━━━ Text

Re: [WikimediaMobile] Similar articles feature performance in CirrusSearch for apps and mobile web

19 Feb 2016

Thanks both!  This clarifies a lot. I think the primary issue that editors
had raised and I had hoped to explore was popularity/importance v.
obscurity.

Specifically, there have been concerns that the results tilt towards more
popular articles (here
<https://www.mediawiki.org/wiki/Topic:Swjyfj59pkjfol7m> and here
<https://www.mediawiki.org/wiki/Topic:Sxy84nxinxqqld2i>), but it seems that
page traffic is not a variable.  Instead, what seems to be happening is
that the raw # of similar terms is being used, rather than the % of similar
terms.  This means that longer articles are favored.  Is that a fair
assessment?

-J

On Thu, Feb 18, 2016 at 4:15 PM, Gergo Tisza &lt;gtisza(a)wikimedia.org&gt; wrote:

...

━━━━━━
━━━ Items

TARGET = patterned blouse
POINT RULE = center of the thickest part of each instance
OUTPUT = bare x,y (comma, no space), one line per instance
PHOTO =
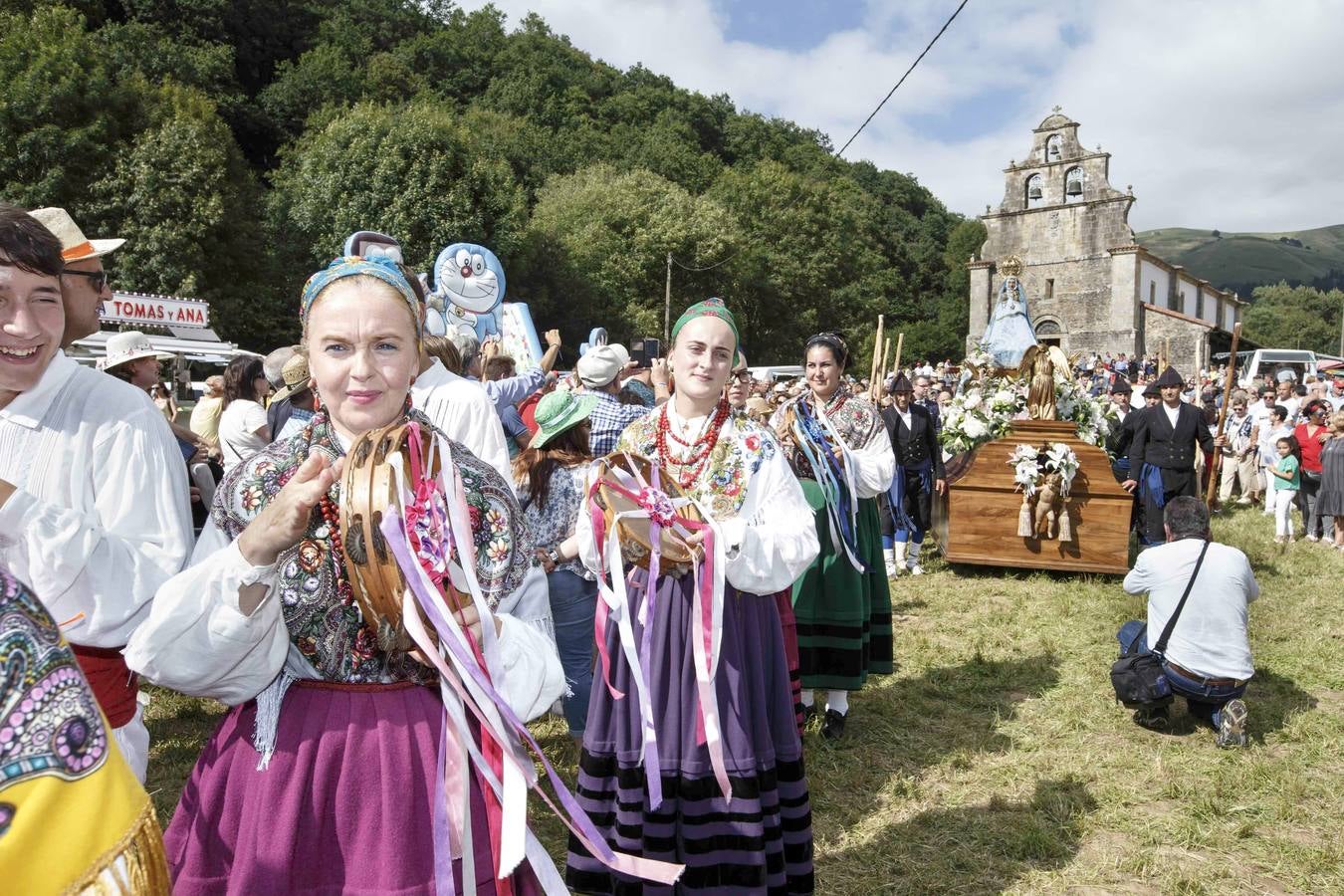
556,520
742,448
856,419
323,619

━━━━━━

Prompt A
In the mailing list message about the similar articles feature, what seems to be used instead of the percentage of similar terms?
Prompt B
Continue the mailing list message about the similar articles feature from the point where it stops.

Exercise result A
The raw number of similar terms.

Exercise result B
  On Thu, Feb 18, 2016 at 4:00 PM, Jon Katz
&lt;jkatz(a)wikimedia.org&gt; wrote:

  Can someone on this list point me to where the
more-like code sits? Or
 better, yet would be someone documenting the rules that govern
 prioritization of suggestions.

 I would like to document the logic for our communities so that we can
 have an open discussion about what variables and weighting we should use to
 suggest articles.

 "More like" is an Elasticsearch
 <https://en.wikipedia.org/wiki/Elasticsearch> feature; the
 documentation is here

<https://www.elastic.co/guide/en/elasticsearch/reference/current/query-dsl-mlt-query.html>.
 I'd imagine the source code is way too complicated to give much insight to
 the casual reader (as Elasticsearch is a large and complex piece of
 software) but I never looked into the ES codebase so that's just a guess.
 The configuration we use for morelike queries is here

<https://github.com/wikimedia/mediawiki-extensions-CirrusSearch/blob/867248ccf522541922507f23a9ddd0783bed3699/CirrusSearch.php#L450>.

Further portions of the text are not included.